#### Your goal
Copy out, unchanged, the stretch of the material below from its very beginning through the line containing "137 L 13 156", including both ends, and leave the pictures out of your answer.

#### Dataset records
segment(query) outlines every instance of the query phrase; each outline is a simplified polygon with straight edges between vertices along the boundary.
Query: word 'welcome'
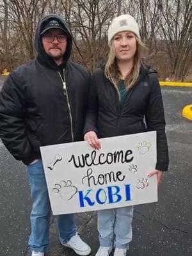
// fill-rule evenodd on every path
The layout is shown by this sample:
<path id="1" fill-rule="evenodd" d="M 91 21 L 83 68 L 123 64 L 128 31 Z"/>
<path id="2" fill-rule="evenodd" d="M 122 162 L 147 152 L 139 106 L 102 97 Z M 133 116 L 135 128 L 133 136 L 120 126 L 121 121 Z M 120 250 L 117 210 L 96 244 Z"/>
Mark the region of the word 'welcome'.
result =
<path id="1" fill-rule="evenodd" d="M 132 152 L 129 149 L 124 150 L 115 151 L 113 153 L 108 152 L 107 154 L 104 153 L 97 154 L 96 150 L 93 150 L 91 154 L 81 154 L 75 156 L 72 154 L 68 163 L 72 162 L 76 168 L 84 167 L 85 166 L 91 166 L 92 165 L 99 165 L 104 164 L 113 164 L 117 163 L 130 163 L 133 160 Z"/>

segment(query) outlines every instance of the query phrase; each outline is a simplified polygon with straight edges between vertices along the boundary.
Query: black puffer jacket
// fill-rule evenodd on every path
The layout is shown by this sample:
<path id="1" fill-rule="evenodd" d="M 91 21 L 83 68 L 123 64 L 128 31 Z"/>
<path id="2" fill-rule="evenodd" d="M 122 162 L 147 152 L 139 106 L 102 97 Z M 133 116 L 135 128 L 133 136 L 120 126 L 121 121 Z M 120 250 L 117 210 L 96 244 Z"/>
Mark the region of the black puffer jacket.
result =
<path id="1" fill-rule="evenodd" d="M 141 67 L 138 83 L 122 105 L 115 86 L 105 77 L 104 69 L 99 68 L 93 74 L 89 99 L 84 133 L 94 131 L 99 138 L 106 138 L 156 131 L 156 169 L 167 170 L 164 109 L 155 70 Z"/>
<path id="2" fill-rule="evenodd" d="M 0 137 L 13 156 L 26 164 L 40 158 L 40 146 L 83 140 L 90 75 L 68 60 L 68 30 L 61 66 L 45 52 L 40 34 L 44 22 L 52 17 L 68 29 L 56 15 L 43 19 L 36 34 L 37 60 L 12 72 L 0 95 Z"/>

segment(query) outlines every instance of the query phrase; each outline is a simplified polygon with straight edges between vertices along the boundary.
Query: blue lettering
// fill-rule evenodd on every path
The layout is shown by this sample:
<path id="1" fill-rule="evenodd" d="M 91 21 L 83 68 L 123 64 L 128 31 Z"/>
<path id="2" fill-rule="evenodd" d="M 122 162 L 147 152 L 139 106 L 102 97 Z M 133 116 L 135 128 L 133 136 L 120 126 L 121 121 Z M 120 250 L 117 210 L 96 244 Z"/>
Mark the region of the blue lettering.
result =
<path id="1" fill-rule="evenodd" d="M 127 184 L 125 186 L 125 195 L 126 195 L 126 201 L 131 200 L 131 185 Z"/>
<path id="2" fill-rule="evenodd" d="M 99 198 L 99 195 L 100 195 L 100 193 L 102 191 L 105 195 L 105 200 L 104 201 L 101 201 L 101 200 Z M 106 191 L 102 188 L 100 188 L 99 189 L 98 189 L 96 193 L 96 200 L 97 200 L 97 203 L 99 203 L 99 204 L 104 204 L 106 202 L 106 200 L 107 200 L 107 196 L 106 196 Z"/>
<path id="3" fill-rule="evenodd" d="M 92 202 L 91 199 L 88 196 L 88 194 L 92 191 L 92 189 L 88 189 L 86 194 L 84 196 L 83 195 L 83 191 L 79 191 L 80 207 L 84 207 L 84 200 L 86 200 L 88 204 L 90 206 L 93 206 L 95 204 L 94 202 Z"/>
<path id="4" fill-rule="evenodd" d="M 115 189 L 116 191 L 113 192 L 113 188 Z M 108 187 L 108 195 L 109 195 L 109 203 L 117 203 L 122 200 L 122 196 L 118 194 L 120 188 L 118 186 L 112 186 L 111 187 Z M 114 200 L 115 196 L 116 196 L 116 200 Z"/>

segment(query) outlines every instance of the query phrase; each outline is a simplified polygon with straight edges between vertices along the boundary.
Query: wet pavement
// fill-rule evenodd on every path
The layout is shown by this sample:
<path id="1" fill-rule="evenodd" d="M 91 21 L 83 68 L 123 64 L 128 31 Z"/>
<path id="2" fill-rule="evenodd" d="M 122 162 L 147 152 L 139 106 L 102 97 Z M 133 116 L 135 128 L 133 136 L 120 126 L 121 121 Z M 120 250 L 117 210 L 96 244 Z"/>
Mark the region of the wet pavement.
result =
<path id="1" fill-rule="evenodd" d="M 1 88 L 0 88 L 1 89 Z M 162 88 L 170 150 L 169 170 L 159 189 L 159 202 L 134 207 L 133 237 L 127 256 L 192 255 L 192 122 L 181 116 L 192 103 L 192 88 Z M 0 256 L 27 256 L 31 205 L 24 164 L 0 142 Z M 79 232 L 92 248 L 99 246 L 96 212 L 78 214 Z M 47 256 L 75 256 L 61 246 L 52 219 Z"/>

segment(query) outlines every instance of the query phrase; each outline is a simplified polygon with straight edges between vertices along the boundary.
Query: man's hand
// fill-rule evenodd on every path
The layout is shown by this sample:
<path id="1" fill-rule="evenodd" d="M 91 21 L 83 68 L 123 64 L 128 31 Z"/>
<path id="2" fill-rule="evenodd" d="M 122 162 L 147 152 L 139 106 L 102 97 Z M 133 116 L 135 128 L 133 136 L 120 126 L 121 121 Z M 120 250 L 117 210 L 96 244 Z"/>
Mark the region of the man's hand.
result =
<path id="1" fill-rule="evenodd" d="M 86 132 L 84 136 L 84 140 L 86 140 L 92 148 L 95 149 L 101 148 L 100 141 L 95 132 L 91 131 Z"/>
<path id="2" fill-rule="evenodd" d="M 157 185 L 159 186 L 163 180 L 163 172 L 162 171 L 159 171 L 158 170 L 154 170 L 153 171 L 150 172 L 147 177 L 150 177 L 152 176 L 153 176 L 154 174 L 157 174 Z"/>

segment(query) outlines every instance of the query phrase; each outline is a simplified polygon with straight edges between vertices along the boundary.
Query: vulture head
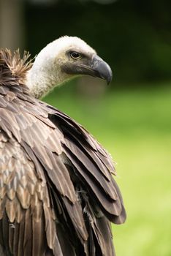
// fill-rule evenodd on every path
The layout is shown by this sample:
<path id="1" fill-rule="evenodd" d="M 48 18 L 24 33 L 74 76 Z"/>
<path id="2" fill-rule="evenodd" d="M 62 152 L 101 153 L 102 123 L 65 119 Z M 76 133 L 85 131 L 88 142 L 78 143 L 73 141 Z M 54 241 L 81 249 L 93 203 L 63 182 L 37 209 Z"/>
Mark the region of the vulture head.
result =
<path id="1" fill-rule="evenodd" d="M 31 93 L 37 98 L 75 76 L 88 75 L 112 80 L 110 66 L 96 51 L 76 37 L 62 37 L 43 48 L 27 75 Z"/>

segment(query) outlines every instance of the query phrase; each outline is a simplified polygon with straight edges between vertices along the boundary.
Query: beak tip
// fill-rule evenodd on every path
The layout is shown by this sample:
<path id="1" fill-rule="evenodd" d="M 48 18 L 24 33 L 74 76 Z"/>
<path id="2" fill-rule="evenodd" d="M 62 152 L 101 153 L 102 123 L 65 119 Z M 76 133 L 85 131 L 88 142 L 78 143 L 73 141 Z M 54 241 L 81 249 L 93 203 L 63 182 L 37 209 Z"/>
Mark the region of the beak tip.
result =
<path id="1" fill-rule="evenodd" d="M 113 79 L 113 72 L 108 64 L 104 61 L 98 56 L 94 56 L 92 61 L 92 69 L 95 72 L 96 76 L 104 79 L 109 85 Z"/>

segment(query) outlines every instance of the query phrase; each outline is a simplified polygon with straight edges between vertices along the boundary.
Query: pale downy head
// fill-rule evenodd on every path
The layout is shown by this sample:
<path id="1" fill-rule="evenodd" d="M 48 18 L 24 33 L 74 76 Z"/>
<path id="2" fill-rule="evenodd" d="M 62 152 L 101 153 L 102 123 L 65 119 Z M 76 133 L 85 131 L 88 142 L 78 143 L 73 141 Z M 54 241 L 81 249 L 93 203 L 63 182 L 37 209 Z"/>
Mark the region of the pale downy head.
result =
<path id="1" fill-rule="evenodd" d="M 77 75 L 88 75 L 112 80 L 110 66 L 96 51 L 76 37 L 62 37 L 37 55 L 27 75 L 31 94 L 39 98 L 53 88 Z"/>

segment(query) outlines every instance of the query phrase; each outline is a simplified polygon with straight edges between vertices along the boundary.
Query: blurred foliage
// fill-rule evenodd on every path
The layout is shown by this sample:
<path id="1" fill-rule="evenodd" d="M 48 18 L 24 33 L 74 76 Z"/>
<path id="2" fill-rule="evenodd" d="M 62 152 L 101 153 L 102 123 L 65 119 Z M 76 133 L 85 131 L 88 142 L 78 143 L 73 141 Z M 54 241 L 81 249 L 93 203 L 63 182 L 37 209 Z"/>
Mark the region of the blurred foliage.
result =
<path id="1" fill-rule="evenodd" d="M 109 91 L 96 102 L 61 87 L 44 99 L 83 124 L 117 162 L 127 211 L 126 223 L 113 226 L 119 256 L 171 255 L 171 89 L 153 86 Z"/>
<path id="2" fill-rule="evenodd" d="M 27 48 L 34 55 L 62 35 L 77 35 L 111 65 L 118 82 L 169 80 L 170 10 L 167 0 L 27 4 Z"/>

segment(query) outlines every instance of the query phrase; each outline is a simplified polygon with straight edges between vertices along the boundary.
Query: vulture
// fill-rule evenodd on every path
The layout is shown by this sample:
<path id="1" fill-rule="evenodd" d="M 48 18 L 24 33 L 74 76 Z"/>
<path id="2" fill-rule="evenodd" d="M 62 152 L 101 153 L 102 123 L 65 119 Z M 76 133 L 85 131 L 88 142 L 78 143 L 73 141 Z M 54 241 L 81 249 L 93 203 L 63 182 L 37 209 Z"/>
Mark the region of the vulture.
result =
<path id="1" fill-rule="evenodd" d="M 28 58 L 0 50 L 0 255 L 113 256 L 110 222 L 126 212 L 111 157 L 39 99 L 77 75 L 110 83 L 111 69 L 75 37 Z"/>

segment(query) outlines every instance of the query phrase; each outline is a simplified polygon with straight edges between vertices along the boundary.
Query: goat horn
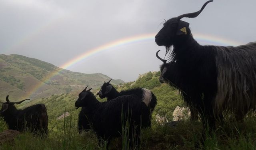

#### Task response
segment(query) outlines every instance of the query phrase; each outline is a simplified polygon with straight edges between vertices along the boundary.
Query: word 'welcome'
// fill-rule evenodd on every path
The layout is shown by this sample:
<path id="1" fill-rule="evenodd" d="M 91 21 L 83 68 L 123 64 L 128 31 Z"/>
<path id="2" fill-rule="evenodd" d="M 122 162 L 147 152 L 139 106 L 102 97 Z M 133 116 L 135 128 L 133 136 L 120 126 L 121 121 Z M 120 250 L 117 210 L 96 244 Z"/>
Mark the region of the word 'welcome'.
result =
<path id="1" fill-rule="evenodd" d="M 132 152 L 129 149 L 124 150 L 115 151 L 113 153 L 108 152 L 107 154 L 104 153 L 97 154 L 96 150 L 93 150 L 91 154 L 81 154 L 75 156 L 72 154 L 68 163 L 72 162 L 76 168 L 84 167 L 85 166 L 91 166 L 92 165 L 99 165 L 104 164 L 113 164 L 117 163 L 130 163 L 133 160 Z"/>

segment(query) outlines every instance of the query phrase; each outline is a simplified polygon with straight edges between vertices along the boundary.
Query: black puffer jacket
// fill-rule evenodd on every path
The layout is shown by this sample:
<path id="1" fill-rule="evenodd" d="M 91 21 L 83 68 L 123 64 L 128 31 Z"/>
<path id="2" fill-rule="evenodd" d="M 122 162 L 147 152 L 139 106 L 102 97 Z M 133 116 L 135 128 L 133 136 L 120 126 L 121 121 Z M 120 250 L 117 210 L 96 244 Z"/>
Mark the region of the black puffer jacket.
result =
<path id="1" fill-rule="evenodd" d="M 141 67 L 138 83 L 122 105 L 115 86 L 105 77 L 104 69 L 99 68 L 93 74 L 89 99 L 84 133 L 94 131 L 99 138 L 106 138 L 156 131 L 156 169 L 167 170 L 164 109 L 155 70 Z"/>
<path id="2" fill-rule="evenodd" d="M 0 137 L 13 156 L 26 164 L 40 158 L 40 146 L 83 140 L 90 75 L 68 60 L 68 30 L 61 66 L 45 52 L 40 34 L 44 22 L 52 17 L 68 29 L 56 15 L 43 19 L 36 34 L 37 60 L 12 72 L 0 95 Z"/>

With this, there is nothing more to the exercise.